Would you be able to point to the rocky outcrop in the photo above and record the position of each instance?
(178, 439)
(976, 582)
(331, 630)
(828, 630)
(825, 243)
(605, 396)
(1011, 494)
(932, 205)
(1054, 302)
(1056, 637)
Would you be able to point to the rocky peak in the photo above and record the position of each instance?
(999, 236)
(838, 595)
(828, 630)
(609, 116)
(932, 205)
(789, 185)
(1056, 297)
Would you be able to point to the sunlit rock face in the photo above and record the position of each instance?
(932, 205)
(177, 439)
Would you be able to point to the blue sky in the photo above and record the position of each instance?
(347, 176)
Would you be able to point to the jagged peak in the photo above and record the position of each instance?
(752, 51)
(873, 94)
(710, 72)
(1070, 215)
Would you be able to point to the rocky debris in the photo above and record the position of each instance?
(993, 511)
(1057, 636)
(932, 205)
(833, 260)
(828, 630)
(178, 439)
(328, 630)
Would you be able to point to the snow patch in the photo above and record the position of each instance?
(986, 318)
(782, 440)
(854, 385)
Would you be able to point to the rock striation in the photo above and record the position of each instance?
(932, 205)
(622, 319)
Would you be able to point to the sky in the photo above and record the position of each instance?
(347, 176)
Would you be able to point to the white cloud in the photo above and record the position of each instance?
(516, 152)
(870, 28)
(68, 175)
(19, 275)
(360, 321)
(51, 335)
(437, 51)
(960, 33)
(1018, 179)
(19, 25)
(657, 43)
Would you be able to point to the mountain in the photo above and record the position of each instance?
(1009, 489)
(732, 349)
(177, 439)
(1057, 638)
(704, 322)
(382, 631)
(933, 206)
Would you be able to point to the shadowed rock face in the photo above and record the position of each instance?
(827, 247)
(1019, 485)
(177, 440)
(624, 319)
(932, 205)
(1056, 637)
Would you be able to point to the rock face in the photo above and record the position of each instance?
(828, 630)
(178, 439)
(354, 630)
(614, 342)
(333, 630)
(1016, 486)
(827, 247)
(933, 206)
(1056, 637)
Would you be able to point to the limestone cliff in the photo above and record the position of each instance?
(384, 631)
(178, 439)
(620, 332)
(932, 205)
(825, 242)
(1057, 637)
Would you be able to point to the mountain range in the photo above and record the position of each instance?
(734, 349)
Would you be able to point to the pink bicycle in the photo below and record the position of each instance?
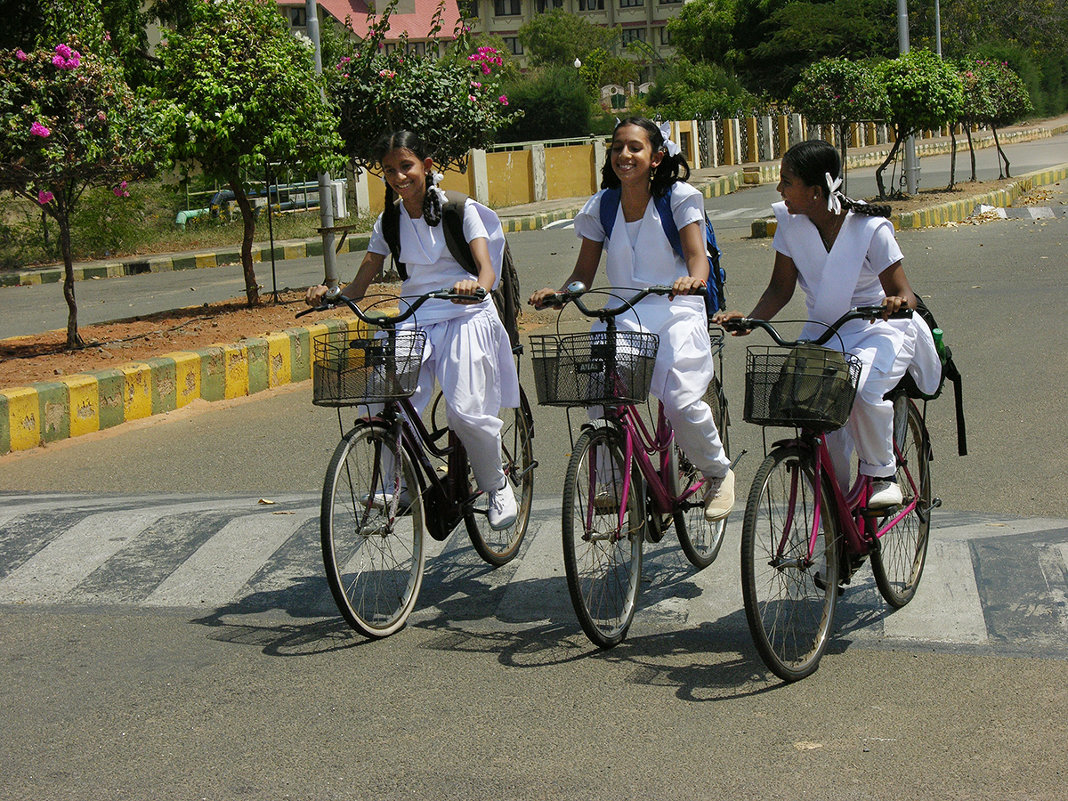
(627, 481)
(802, 537)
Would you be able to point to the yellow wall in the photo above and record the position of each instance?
(511, 177)
(567, 171)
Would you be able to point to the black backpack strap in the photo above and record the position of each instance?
(391, 231)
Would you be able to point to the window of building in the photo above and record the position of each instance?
(507, 8)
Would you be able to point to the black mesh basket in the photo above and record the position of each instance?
(347, 371)
(592, 368)
(805, 386)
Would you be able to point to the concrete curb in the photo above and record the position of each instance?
(71, 406)
(955, 210)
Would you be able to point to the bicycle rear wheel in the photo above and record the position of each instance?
(602, 549)
(372, 531)
(898, 562)
(789, 610)
(517, 455)
(701, 539)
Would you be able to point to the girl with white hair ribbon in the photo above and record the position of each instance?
(644, 177)
(467, 350)
(843, 253)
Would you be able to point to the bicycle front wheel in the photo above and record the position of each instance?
(372, 531)
(898, 562)
(499, 547)
(789, 595)
(602, 544)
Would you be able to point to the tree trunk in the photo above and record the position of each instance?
(971, 150)
(251, 286)
(953, 158)
(890, 158)
(1001, 155)
(74, 339)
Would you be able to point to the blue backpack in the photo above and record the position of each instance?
(715, 289)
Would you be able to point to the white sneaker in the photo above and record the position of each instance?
(503, 508)
(884, 492)
(719, 497)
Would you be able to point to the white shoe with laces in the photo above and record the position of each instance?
(503, 508)
(884, 492)
(719, 496)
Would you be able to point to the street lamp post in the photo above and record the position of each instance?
(911, 162)
(326, 186)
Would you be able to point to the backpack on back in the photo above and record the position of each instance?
(506, 296)
(715, 288)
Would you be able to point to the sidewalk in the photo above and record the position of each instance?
(713, 182)
(94, 401)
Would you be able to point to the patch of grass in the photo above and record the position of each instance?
(107, 226)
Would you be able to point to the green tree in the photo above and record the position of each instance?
(704, 30)
(67, 122)
(803, 32)
(240, 91)
(924, 92)
(454, 103)
(559, 37)
(839, 92)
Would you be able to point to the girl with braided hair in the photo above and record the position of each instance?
(467, 349)
(843, 254)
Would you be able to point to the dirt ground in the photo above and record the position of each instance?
(44, 358)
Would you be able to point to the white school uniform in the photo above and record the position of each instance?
(638, 254)
(833, 282)
(467, 347)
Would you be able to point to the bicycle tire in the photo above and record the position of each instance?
(701, 539)
(499, 547)
(372, 550)
(898, 561)
(789, 615)
(602, 561)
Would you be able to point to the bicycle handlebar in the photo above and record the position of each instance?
(861, 312)
(385, 320)
(574, 292)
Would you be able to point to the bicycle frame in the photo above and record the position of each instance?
(640, 444)
(860, 531)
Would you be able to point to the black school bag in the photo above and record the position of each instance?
(949, 373)
(506, 295)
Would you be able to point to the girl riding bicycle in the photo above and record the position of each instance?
(843, 254)
(467, 346)
(642, 165)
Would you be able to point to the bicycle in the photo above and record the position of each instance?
(394, 476)
(614, 496)
(802, 537)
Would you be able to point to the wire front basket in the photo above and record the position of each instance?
(347, 371)
(805, 386)
(593, 368)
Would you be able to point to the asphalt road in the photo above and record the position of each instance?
(492, 691)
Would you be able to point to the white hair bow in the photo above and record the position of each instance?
(672, 147)
(833, 195)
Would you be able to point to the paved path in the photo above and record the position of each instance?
(991, 584)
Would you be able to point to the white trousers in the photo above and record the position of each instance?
(470, 358)
(870, 427)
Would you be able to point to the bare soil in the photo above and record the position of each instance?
(45, 357)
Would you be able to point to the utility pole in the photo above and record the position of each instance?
(911, 162)
(326, 186)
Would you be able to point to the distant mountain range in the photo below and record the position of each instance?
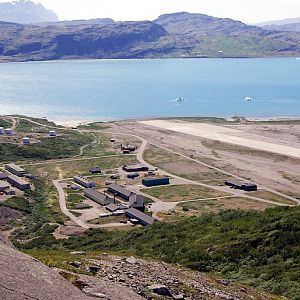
(292, 24)
(279, 22)
(171, 35)
(25, 12)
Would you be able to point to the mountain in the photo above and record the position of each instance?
(286, 27)
(99, 21)
(279, 22)
(171, 35)
(25, 12)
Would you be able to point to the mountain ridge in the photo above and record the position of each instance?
(171, 35)
(26, 12)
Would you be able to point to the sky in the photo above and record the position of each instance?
(248, 11)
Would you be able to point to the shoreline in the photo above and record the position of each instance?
(4, 61)
(76, 122)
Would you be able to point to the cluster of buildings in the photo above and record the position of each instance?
(6, 131)
(134, 207)
(13, 177)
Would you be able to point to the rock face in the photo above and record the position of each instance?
(172, 35)
(22, 277)
(25, 12)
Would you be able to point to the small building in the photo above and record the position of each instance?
(137, 201)
(119, 212)
(155, 181)
(19, 183)
(52, 133)
(98, 197)
(245, 186)
(135, 168)
(75, 187)
(14, 169)
(105, 215)
(143, 218)
(95, 170)
(133, 175)
(84, 182)
(4, 186)
(119, 191)
(112, 207)
(8, 131)
(127, 147)
(26, 141)
(9, 192)
(3, 176)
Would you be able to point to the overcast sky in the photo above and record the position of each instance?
(249, 11)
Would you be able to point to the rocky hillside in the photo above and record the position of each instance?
(118, 40)
(172, 35)
(285, 27)
(25, 12)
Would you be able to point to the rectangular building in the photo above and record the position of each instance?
(143, 219)
(137, 201)
(84, 182)
(98, 197)
(135, 168)
(19, 183)
(248, 187)
(14, 169)
(3, 176)
(119, 191)
(156, 181)
(4, 186)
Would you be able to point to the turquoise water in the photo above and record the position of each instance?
(122, 89)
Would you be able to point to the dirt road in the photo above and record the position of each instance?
(226, 135)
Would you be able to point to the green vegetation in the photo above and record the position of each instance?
(261, 249)
(81, 166)
(18, 203)
(43, 219)
(4, 123)
(73, 199)
(60, 147)
(176, 193)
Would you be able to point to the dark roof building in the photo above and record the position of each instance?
(3, 176)
(14, 169)
(137, 201)
(119, 191)
(3, 186)
(143, 219)
(127, 147)
(135, 168)
(245, 186)
(156, 181)
(112, 207)
(98, 197)
(84, 182)
(133, 175)
(95, 170)
(19, 183)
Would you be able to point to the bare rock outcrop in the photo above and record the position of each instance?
(23, 278)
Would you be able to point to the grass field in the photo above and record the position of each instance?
(179, 193)
(70, 168)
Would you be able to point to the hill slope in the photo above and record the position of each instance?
(172, 35)
(285, 27)
(257, 248)
(25, 12)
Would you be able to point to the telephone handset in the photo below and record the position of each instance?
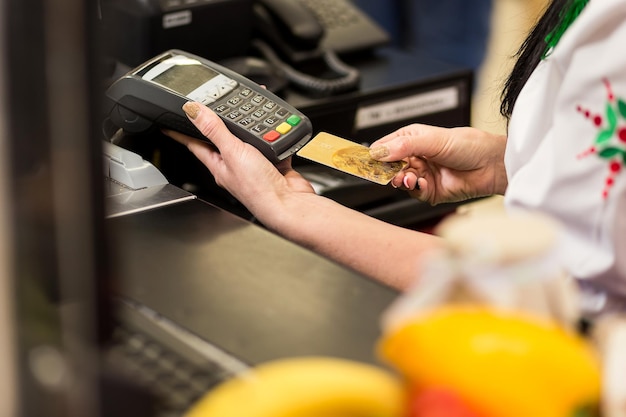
(292, 32)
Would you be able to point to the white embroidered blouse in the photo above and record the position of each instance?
(566, 149)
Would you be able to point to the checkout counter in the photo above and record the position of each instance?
(198, 280)
(198, 283)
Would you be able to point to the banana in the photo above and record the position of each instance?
(306, 387)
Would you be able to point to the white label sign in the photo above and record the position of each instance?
(407, 107)
(172, 20)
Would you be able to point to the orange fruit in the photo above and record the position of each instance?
(503, 364)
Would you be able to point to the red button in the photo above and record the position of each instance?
(271, 136)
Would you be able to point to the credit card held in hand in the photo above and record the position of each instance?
(349, 157)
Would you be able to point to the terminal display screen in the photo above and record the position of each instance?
(185, 78)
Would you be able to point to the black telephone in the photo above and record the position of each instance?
(292, 33)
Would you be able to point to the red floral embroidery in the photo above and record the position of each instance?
(610, 143)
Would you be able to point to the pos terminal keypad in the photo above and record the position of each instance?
(258, 114)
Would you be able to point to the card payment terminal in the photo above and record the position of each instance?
(153, 95)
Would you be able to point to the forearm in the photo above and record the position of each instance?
(387, 253)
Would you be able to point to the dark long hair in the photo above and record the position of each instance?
(530, 53)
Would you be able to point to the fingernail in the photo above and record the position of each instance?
(192, 109)
(378, 152)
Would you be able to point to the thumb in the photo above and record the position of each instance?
(415, 140)
(210, 125)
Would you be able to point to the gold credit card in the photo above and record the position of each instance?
(349, 157)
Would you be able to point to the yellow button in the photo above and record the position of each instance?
(283, 128)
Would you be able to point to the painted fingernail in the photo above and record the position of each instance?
(192, 109)
(378, 152)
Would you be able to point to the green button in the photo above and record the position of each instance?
(293, 120)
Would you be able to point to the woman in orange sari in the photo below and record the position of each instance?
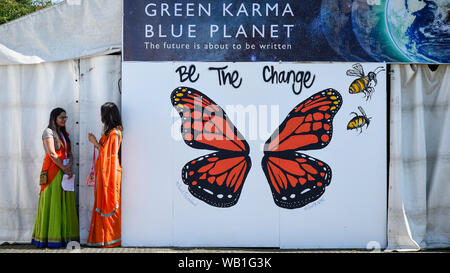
(105, 228)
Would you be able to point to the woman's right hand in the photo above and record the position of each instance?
(67, 169)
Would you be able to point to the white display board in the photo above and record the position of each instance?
(159, 210)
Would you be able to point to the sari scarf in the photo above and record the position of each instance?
(105, 229)
(56, 221)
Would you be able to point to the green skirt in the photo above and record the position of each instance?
(56, 220)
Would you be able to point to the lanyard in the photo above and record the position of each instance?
(65, 144)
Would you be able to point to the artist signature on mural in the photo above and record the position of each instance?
(185, 194)
(314, 204)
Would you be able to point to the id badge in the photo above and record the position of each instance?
(66, 162)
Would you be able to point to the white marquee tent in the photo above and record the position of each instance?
(68, 55)
(61, 56)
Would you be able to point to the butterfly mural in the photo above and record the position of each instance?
(295, 179)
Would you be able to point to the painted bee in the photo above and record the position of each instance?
(364, 83)
(358, 121)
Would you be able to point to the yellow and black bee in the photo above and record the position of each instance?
(358, 121)
(364, 83)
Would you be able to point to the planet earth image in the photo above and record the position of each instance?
(420, 29)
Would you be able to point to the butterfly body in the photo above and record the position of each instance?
(295, 179)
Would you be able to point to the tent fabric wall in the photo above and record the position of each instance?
(419, 207)
(68, 30)
(99, 83)
(28, 94)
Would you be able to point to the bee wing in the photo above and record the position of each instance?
(354, 73)
(362, 111)
(358, 67)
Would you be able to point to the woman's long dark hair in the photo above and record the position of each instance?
(111, 117)
(54, 126)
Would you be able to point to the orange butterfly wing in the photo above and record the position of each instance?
(309, 125)
(297, 179)
(217, 178)
(205, 124)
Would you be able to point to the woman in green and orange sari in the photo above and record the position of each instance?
(56, 220)
(105, 230)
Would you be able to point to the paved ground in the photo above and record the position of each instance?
(28, 248)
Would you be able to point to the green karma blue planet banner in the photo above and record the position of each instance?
(392, 31)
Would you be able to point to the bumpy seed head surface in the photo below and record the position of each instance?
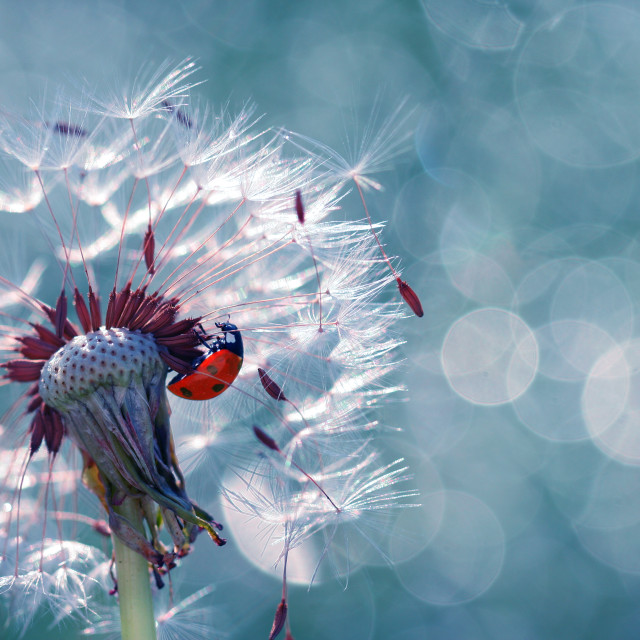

————————

From the line containing "Would you be able to point to the butterfly body" to the final line of the entries, both included, transcribe every line exactly, omit the pictures, and add nothing more.

Would you be able to point to the butterfly body in the photo above and record the position of each instance?
(295, 179)
Would you be able to point to the tent fabric wall in the photo above and record the position of each instance?
(419, 207)
(68, 30)
(99, 83)
(28, 94)
Would you be able to point to the bee wing in the photo above and record the position of each instance?
(354, 73)
(362, 111)
(358, 67)
Would you be able to point to the woman's long dark hair in the photo above and record the position of each instance?
(111, 117)
(54, 126)
Would you be able to point to the orange butterfly wing in the photo above and record the position of each instance?
(309, 125)
(297, 179)
(217, 178)
(205, 124)
Would you be able to point to the woman in green and orange sari in the photo above and record the position of each instance?
(56, 220)
(105, 230)
Would you be able to point to the paved ground in the photo above and record the position of each instance?
(28, 248)
Would you be able to point to the green karma blue planet banner in the photo above and record the position of each instance?
(392, 31)
Would you be able to point to the bumpy seed head surface in the photo below and record the position of each instance?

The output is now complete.